Data for review Start Marker
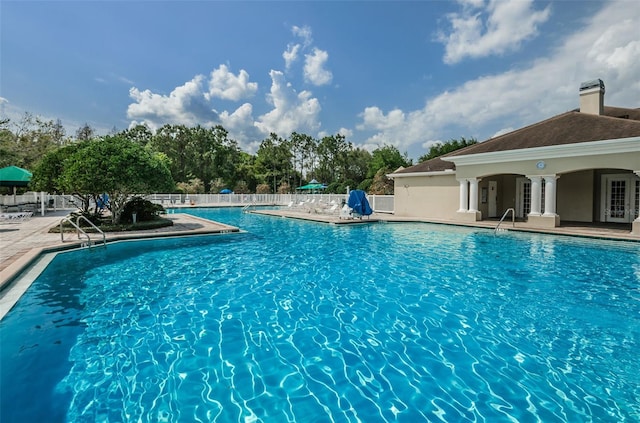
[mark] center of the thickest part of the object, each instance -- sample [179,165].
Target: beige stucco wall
[429,197]
[628,161]
[574,199]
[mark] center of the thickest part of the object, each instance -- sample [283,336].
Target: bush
[145,210]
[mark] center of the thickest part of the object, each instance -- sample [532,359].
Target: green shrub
[145,210]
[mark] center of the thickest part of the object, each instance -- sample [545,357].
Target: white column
[536,195]
[473,195]
[550,195]
[464,196]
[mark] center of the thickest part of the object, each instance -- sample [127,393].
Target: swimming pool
[308,322]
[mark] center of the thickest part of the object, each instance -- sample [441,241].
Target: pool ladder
[247,208]
[89,242]
[513,220]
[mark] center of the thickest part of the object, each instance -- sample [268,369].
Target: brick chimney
[592,97]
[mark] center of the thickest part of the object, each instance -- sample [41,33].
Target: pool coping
[574,231]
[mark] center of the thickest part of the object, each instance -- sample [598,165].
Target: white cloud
[481,30]
[185,105]
[606,47]
[304,33]
[293,49]
[291,54]
[374,118]
[314,71]
[227,86]
[291,111]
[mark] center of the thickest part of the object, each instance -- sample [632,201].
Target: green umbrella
[312,187]
[13,176]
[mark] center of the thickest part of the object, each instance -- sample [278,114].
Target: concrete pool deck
[22,243]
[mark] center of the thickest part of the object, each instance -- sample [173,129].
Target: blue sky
[384,72]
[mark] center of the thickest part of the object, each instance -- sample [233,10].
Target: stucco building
[579,166]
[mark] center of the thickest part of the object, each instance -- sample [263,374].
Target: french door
[620,198]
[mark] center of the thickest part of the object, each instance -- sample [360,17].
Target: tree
[440,149]
[116,166]
[85,133]
[273,161]
[25,142]
[387,157]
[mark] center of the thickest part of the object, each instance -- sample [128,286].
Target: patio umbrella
[14,176]
[310,187]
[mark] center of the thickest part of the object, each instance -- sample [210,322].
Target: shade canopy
[359,203]
[310,187]
[13,176]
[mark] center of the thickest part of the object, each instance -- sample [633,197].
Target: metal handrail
[80,231]
[513,218]
[246,208]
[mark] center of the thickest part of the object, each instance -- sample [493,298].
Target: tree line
[200,159]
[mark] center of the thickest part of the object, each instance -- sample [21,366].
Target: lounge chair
[15,217]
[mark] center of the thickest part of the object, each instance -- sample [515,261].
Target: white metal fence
[33,201]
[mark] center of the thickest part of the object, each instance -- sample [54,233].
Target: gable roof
[433,165]
[567,128]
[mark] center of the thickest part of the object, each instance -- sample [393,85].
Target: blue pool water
[306,322]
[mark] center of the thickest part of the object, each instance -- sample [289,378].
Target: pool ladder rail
[81,233]
[247,208]
[513,220]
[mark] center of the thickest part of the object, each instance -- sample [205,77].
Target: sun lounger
[15,217]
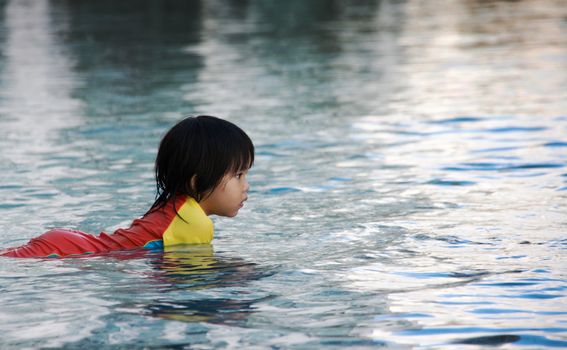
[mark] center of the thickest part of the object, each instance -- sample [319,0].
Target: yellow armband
[191,226]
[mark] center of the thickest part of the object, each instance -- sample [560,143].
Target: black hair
[195,155]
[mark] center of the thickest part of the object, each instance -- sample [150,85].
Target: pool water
[409,190]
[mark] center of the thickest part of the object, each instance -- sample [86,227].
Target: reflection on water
[197,269]
[409,189]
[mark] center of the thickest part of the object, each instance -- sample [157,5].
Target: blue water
[409,191]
Data for review End Marker
(What you have to do): Output nothing but the records, word for word, and none of their pictures.

(Answer to this problem):
[mark] center of the thickest part of the object, each instance -- sample [179,165].
Target: beige stucco wall
[429,197]
[628,161]
[574,199]
[mark] center of the thickest part of the object, each instance -- sample [283,336].
Target: bush
[145,210]
[mark] center of the thickest part of the object, each instance -- sample [532,359].
Target: green shrub
[145,210]
[mark] center of the thickest part of the object, each instance -- sample [545,357].
Target: white column
[536,195]
[473,195]
[550,195]
[464,196]
[mark] center of the thickest part of the object, each instance -- sample [127,393].
Target: swimming pool
[308,322]
[mark] center of the thickest part of the object, each instance -- sample [441,241].
Target: pool ladder
[247,208]
[89,242]
[513,220]
[mark] center of the thickest part of the object, each instance -- sample [268,369].
Target: brick chimney
[592,97]
[mark] center of the thickest part of the object, each instance -- sample [41,33].
Target: pool coping
[574,231]
[mark] center of the thickest part of the object, each instance -- sample [598,165].
Target: white cloud
[481,30]
[185,105]
[606,47]
[304,33]
[293,49]
[291,54]
[374,118]
[314,71]
[227,86]
[291,111]
[mark] center of the thickest part of the object, each instance -- sample [632,201].
Target: green umbrella
[312,187]
[13,176]
[mark] center of the thickest part of the object, each instance -- sample [278,114].
Target: concrete pool deck
[22,243]
[mark] center of the thickest part of the object, each instance -- sample [173,129].
Target: blue sky
[384,72]
[mark] center of the thickest part of the object, each instance -- sample [233,10].
Target: stucco building
[579,166]
[mark] center of the thickest part of the object, each instance -- sample [263,374].
Target: french door
[620,198]
[mark] center of the thickest part of the object, each instance -- sample [360,17].
Target: tree
[440,149]
[116,166]
[85,133]
[273,161]
[25,142]
[387,157]
[mark] center of the thickest part of the object, each instance -- sample [128,286].
Target: patio umbrella
[14,176]
[310,187]
[mark] center of the thickest part of the object, each instance -- sample [210,322].
Target: shade canopy
[359,203]
[310,187]
[13,176]
[mark] center of the thickest part of the object, each instance -- sample [633,197].
Target: metal handrail
[80,231]
[513,218]
[246,208]
[mark] center of the thickest part of the object, each instance -- sample [493,298].
Target: tree line
[200,159]
[mark] center of the thickest part of the object, each instance -- sample [21,366].
Target: lounge chair
[15,217]
[mark] center of the thickest part of the object, each instance -- sample [515,261].
Target: white metal fence
[33,201]
[mark] center of the thickest part of the object, each instance -- sample [54,233].
Target: gable roof
[433,165]
[567,128]
[mark] center of the thickest part of the object, each instance -- sample [393,85].
Target: blue pool water
[306,322]
[mark] center of the thickest part of the object, each instance -- sample [289,378].
Target: pool ladder rail
[81,233]
[247,208]
[513,220]
[mark] center of the thickest part of the object, each instance -- sample [205,77].
Target: sun lounger
[15,217]
[mark] center of the thickest part of the object, each instance -- sample [319,0].
Target: yellow armband
[191,226]
[mark] center of the thickest part of the object, each instance -- sample [560,143].
Target: black hair
[195,155]
[mark] center of the thickest part of the object, each instance -- sample [150,85].
Target: pool water
[409,190]
[mark] center of the thickest part of the object, each instance -- sample [86,227].
Target: reflection on water
[197,269]
[409,189]
[mark] center of the thickest part of the object, each instance -- sample [157,5].
Target: blue water
[409,191]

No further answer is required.